Excerpt from a dataset
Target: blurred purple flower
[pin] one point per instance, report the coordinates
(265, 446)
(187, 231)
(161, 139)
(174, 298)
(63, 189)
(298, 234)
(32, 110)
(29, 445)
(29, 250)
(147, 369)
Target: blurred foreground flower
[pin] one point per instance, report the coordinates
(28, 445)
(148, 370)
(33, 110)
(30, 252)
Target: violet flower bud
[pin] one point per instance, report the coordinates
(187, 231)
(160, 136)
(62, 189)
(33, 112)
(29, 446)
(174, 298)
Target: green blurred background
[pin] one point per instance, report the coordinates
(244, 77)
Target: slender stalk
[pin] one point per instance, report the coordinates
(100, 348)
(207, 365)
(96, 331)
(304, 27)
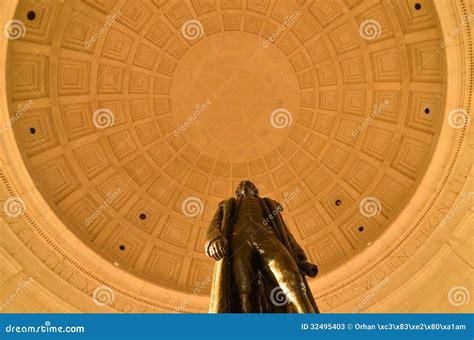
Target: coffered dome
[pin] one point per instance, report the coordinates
(143, 115)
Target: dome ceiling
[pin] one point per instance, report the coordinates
(145, 115)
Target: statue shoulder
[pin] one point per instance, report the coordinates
(227, 202)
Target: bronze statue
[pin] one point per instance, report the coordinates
(259, 266)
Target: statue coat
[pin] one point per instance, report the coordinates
(221, 227)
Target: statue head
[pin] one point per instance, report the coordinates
(246, 189)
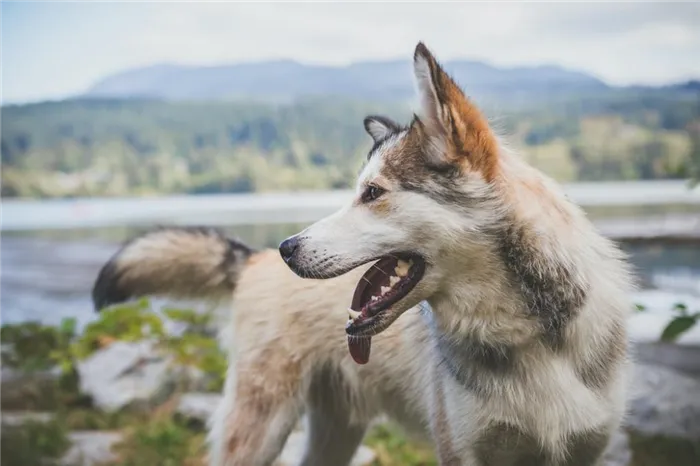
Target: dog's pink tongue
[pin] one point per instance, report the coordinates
(359, 348)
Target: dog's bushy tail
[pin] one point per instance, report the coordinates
(181, 263)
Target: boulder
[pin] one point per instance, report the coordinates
(126, 373)
(664, 402)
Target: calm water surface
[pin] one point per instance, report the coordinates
(47, 273)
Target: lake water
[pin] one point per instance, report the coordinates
(48, 262)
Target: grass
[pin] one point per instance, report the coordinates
(160, 436)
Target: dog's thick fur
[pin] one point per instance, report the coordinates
(519, 357)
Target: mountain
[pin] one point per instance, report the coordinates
(285, 80)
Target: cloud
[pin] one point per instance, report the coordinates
(54, 50)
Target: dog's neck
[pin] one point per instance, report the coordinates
(510, 291)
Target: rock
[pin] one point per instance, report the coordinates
(618, 452)
(198, 406)
(91, 448)
(21, 390)
(684, 358)
(664, 402)
(125, 374)
(296, 445)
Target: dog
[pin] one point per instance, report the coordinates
(482, 310)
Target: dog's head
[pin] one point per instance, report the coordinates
(425, 190)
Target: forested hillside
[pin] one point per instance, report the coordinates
(129, 147)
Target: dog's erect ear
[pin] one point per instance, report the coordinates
(380, 127)
(455, 128)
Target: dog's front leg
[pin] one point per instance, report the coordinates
(440, 426)
(255, 418)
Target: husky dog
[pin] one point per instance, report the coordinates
(486, 312)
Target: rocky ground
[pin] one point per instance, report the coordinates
(664, 411)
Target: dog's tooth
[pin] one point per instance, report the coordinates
(401, 268)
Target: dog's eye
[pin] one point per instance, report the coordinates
(371, 193)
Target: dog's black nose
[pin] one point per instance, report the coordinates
(288, 247)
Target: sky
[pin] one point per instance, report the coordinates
(55, 49)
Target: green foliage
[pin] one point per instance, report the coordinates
(32, 346)
(113, 147)
(162, 441)
(394, 449)
(680, 324)
(33, 443)
(193, 348)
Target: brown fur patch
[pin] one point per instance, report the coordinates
(471, 143)
(596, 372)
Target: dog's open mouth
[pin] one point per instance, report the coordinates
(388, 281)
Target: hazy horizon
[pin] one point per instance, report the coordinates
(54, 50)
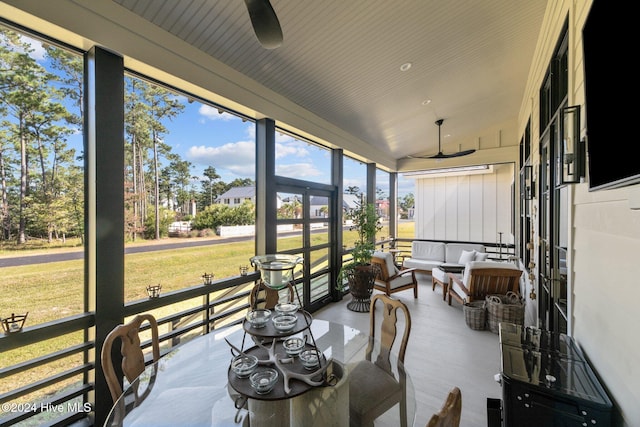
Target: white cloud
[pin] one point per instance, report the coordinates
(212, 113)
(298, 170)
(237, 157)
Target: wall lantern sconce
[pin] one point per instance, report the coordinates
(570, 150)
(154, 290)
(14, 323)
(207, 278)
(528, 184)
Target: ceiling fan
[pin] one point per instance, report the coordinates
(440, 154)
(265, 23)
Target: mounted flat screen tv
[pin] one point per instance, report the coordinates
(608, 80)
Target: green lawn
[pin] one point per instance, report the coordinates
(55, 290)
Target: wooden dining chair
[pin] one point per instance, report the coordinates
(449, 414)
(373, 387)
(262, 296)
(389, 278)
(133, 361)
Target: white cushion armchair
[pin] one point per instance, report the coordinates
(389, 278)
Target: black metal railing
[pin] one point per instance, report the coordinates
(67, 394)
(224, 303)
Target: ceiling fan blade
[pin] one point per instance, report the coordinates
(440, 154)
(265, 23)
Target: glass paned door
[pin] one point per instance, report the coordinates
(305, 224)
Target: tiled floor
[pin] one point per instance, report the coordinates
(442, 352)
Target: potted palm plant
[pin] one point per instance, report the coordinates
(359, 272)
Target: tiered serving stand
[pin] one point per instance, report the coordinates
(293, 378)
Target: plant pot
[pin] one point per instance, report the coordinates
(361, 280)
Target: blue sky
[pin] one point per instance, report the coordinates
(204, 137)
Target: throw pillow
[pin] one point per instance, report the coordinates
(466, 256)
(481, 256)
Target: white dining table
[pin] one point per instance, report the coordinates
(190, 386)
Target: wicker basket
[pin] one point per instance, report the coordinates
(475, 315)
(504, 308)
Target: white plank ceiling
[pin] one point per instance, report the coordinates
(341, 59)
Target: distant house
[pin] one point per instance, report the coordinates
(319, 206)
(237, 195)
(350, 202)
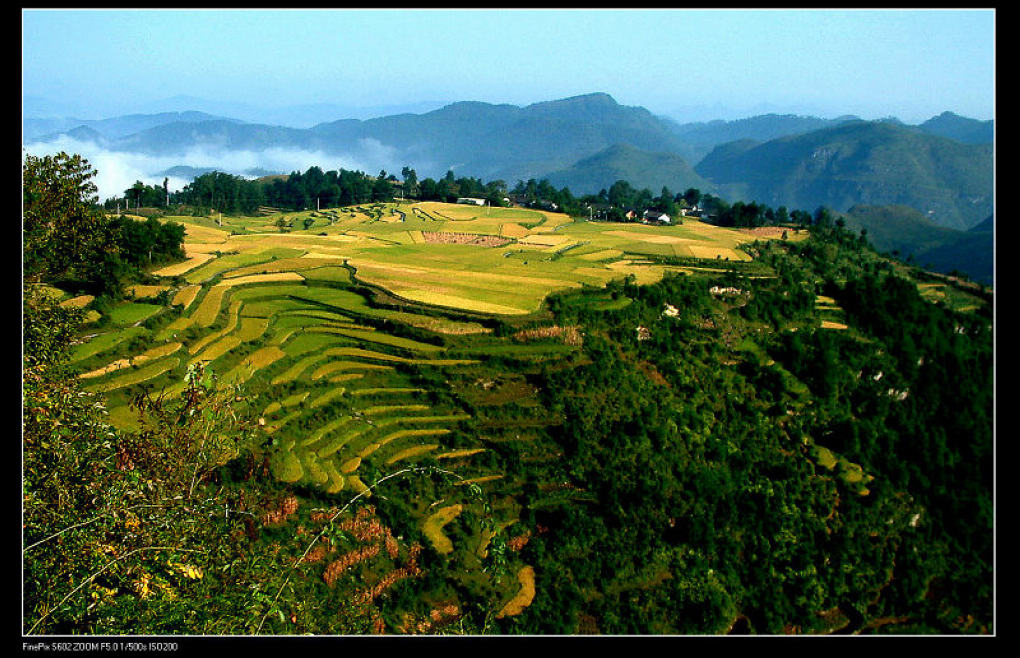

Goal of the exercise: Which lines above contain the string "dining"? List each of them in full, treating the match as case-sensitive.

Complete answer:
Target: wooden dining chair
Target: white dining table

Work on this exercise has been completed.